It’s a strange world we live in when the person who was rummaging through the garbage on his own time and by his own volition is on the side of “right” and the people who were technically doing “wrong” end up in jail and automatically vilified for the rest of their lives as a toxic name not to be associated with under any circumstances.
But that’s where we are.
The BALCO investigation began when an IRS investigator Jeff Novitzky received a tip that the lab was providing illegal drugs to its athletes and, under his own initiative, poked around the trash of BALCO and found evidence to begin building a case to stop what was essentially a victimless crime that few wanted solved.
Novitzky was the vigilante on an inexplicable crusade.
You can read the sequence of events here.
Because he was seen as a “dealer” who tried to circumvent the law and rules of the sports in which his clients competed, Victor Conte has become that vilified and toxic name.
Of course it’s not that simple.
Once the government got the ball rolling on that case it had to get a conviction to justify what one of their employees—Novitzky—was doing; it was in the media, people knew about it, purists were complaining about the shattered records and ludicrous muscular development and everyone jumped in to get their piece of the action.
But it was all after the fact. The complaints from people inside and outside of sports during the BALCO era were completely ignored for personal and institutional gain.
It’s not unlike the Roger Clemens and Barry Bonds trials that ended with no significant penalties assessed to the two aside from the destruction of their reputations, ruining of their career accomplishments and draining of their finances.
Marlon Byrd failed a test for performance enhancing drugs and was suspended for 50 games. Byrd worked with Conte. Therefore, the simplistic logic goes, it was Conte who gave Byrd the drug.
Byrd claims that the drug he took was unrelated to baseball; that it was a private matter for a medical condition and wasn’t used to enhance his performance. Byrd’s performance validates this claim. He was released by the Red Sox following a disastrous tenure. His production has taken a dive since last season and also resulted in the Cubs dumping him on the Red Sox.
Conte has been the one person whose answers to the questions of his complicity in the case have been consistent and believable. That he was doing something that’s considered against the law and rules of competition is based on a floating set of principles that aren’t inherent, but are created and stem from the judgment of others as to right and wrong. Conte was providing a service to his athletes by helping them improve their performance. Legalities notwithstanding, it wasn’t his problem that the scheduling of X drug made it a violation to use while Y drug was okay; that the heads of baseball and other sports looked the other way as a convenience to themselves.
It’s a capricious set of “rules” that were being “broken”.
Attacked because he tries to cut through the fog of athletics and the sanctimonious pretentions by the heads of the sports whose rules he supposedly violated, a misplaced connection between Conte and Byrd was presented as proof of guilt.
Conte’s main crime now appears to be telling the truth about PEDs and how prevalent they still are; that he accurately says if enforcement and eradication were really the goals, more would be done to improve the tests and procedures.
Factually, it doesn’t appear that Byrd got caught using something Conte had given him.
But that doesn’t matter.
It’s a splashy and attention-getting headline to say, “Marlon Byrd Busted With PEDS; Once Worked With Victor Conte”.
Facts are irrelevant when they would preclude the headline and the story detailing their conspiracy especially when there was no conspiracy at all.

## Exercise set
a) Answer these questions from the article on Victor Conte:
(i) Which IRS investigator started the BALCO investigation?
(ii) For how many games was Marlon Byrd suspended?
(iii) Which team released Byrd after a disastrous tenure?
b) According to the article on Victor Conte, why did the government have to get a conviction once the BALCO case was underway?
c) Copy the article on Victor Conte word for word from "But that’s where" up to and including "and toxic name.".
Rely only on the article on Victor Conte.

## Input data
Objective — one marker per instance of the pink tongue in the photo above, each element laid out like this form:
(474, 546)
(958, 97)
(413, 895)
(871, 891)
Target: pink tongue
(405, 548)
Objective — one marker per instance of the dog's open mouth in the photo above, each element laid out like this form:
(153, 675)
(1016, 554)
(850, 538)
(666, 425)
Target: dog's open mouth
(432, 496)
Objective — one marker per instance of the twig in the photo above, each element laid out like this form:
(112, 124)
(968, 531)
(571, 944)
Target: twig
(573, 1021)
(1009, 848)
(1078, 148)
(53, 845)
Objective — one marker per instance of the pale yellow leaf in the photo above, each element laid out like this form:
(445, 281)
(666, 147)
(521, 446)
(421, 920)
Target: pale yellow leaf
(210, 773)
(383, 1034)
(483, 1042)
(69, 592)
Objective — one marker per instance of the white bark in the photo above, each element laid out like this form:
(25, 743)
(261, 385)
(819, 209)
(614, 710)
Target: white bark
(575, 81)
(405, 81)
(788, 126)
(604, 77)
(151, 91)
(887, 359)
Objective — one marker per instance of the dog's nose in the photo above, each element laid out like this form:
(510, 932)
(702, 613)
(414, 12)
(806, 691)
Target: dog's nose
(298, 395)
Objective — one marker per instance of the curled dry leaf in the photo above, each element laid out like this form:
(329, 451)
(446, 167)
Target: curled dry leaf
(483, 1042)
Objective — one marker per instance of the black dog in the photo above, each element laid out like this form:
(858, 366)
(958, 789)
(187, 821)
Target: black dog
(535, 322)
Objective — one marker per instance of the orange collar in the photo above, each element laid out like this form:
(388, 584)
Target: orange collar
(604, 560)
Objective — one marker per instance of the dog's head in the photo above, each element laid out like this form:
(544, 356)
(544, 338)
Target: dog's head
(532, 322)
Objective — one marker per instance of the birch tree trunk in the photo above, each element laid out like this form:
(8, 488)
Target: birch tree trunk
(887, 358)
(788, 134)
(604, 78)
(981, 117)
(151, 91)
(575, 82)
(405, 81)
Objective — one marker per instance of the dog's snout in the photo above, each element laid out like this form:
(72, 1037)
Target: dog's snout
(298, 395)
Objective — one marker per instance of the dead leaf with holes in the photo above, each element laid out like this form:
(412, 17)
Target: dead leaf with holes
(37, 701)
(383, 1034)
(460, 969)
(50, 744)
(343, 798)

## Written responses
a)
(i) Jeff Novitzky
(ii) 50 games
(iii) The Red Sox

b) The government had to get a conviction to justify what its own employee, Novitzky, had been doing. The case was also in the media, where people knew about it and purists were complaining.

c)
But that’s where we are.
The BALCO investigation began when an IRS investigator Jeff Novitzky received a tip that the lab was providing illegal drugs to its athletes and, under his own initiative, poked around the trash of BALCO and found evidence to begin building a case to stop what was essentially a victimless crime that few wanted solved.
Novitzky was the vigilante on an inexplicable crusade.
You can read the sequence of events here.
Because he was seen as a “dealer” who tried to circumvent the law and rules of the sports in which his clients competed, Victor Conte has become that vilified and toxic name.